Instruction:
Which lines of the entries below contain the word "chicken"? Gather every one of them.

Dataset rows:
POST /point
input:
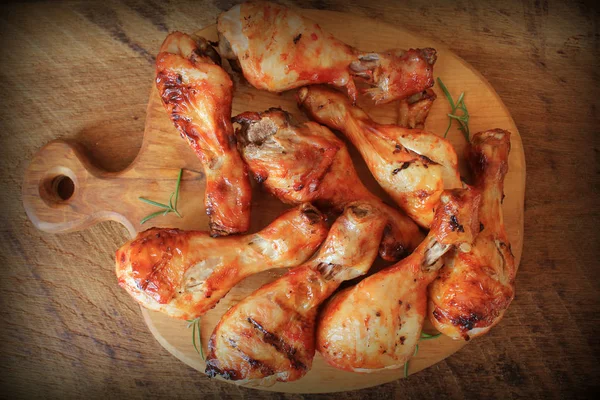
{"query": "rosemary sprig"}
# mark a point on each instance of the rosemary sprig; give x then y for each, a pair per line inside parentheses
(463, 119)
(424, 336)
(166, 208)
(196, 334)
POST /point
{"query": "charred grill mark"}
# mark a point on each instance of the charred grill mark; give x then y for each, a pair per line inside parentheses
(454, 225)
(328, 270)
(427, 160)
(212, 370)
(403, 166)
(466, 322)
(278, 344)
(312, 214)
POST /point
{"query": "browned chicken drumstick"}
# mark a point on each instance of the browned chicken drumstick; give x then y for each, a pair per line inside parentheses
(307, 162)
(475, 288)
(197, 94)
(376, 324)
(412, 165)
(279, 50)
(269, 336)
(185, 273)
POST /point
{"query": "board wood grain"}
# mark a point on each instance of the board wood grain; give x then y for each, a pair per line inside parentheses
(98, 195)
* * *
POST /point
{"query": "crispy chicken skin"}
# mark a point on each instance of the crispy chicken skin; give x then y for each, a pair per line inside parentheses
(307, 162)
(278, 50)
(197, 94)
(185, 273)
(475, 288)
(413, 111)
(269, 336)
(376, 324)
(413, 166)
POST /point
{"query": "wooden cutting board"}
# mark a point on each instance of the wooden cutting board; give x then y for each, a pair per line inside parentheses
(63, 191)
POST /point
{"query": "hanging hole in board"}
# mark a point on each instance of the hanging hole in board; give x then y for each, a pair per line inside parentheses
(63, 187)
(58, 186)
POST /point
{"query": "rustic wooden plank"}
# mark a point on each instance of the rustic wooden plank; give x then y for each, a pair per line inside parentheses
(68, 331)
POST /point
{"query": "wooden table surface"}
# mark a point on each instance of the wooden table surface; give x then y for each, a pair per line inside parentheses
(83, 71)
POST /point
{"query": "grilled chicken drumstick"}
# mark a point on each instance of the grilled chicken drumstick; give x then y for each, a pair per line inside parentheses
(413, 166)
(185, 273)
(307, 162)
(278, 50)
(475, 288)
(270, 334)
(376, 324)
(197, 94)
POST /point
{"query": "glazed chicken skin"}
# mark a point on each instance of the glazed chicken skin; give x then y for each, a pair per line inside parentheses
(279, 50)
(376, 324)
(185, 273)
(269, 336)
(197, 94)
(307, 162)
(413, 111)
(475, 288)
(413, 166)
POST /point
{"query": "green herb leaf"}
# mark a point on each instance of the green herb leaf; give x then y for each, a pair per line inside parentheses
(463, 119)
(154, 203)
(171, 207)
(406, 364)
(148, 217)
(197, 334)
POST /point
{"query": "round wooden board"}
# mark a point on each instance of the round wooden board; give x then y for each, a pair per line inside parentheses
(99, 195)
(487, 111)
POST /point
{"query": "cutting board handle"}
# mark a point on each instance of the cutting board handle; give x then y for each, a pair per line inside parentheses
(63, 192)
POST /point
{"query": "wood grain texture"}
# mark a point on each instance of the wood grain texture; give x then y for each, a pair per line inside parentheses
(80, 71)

Complete output:
{"query": "browned chicken drumstick"}
# mark a point on each instance of the browned chicken drumstick; give x then y for each, a pair per line inside parentheses
{"query": "crispy chicken skin"}
# mark a point on each instance of the crispy chicken skin; give x then y for each, a pair per line inside parentheses
{"query": "grilled chicken drumstick"}
# mark a point on each instance of the grilled chicken drumstick; give x then y for each, a pair per line inside parentheses
{"query": "glazed chicken skin"}
# mark a point on each instance of the glazed chicken skin; give x then y for each, a pair per line inside parentheses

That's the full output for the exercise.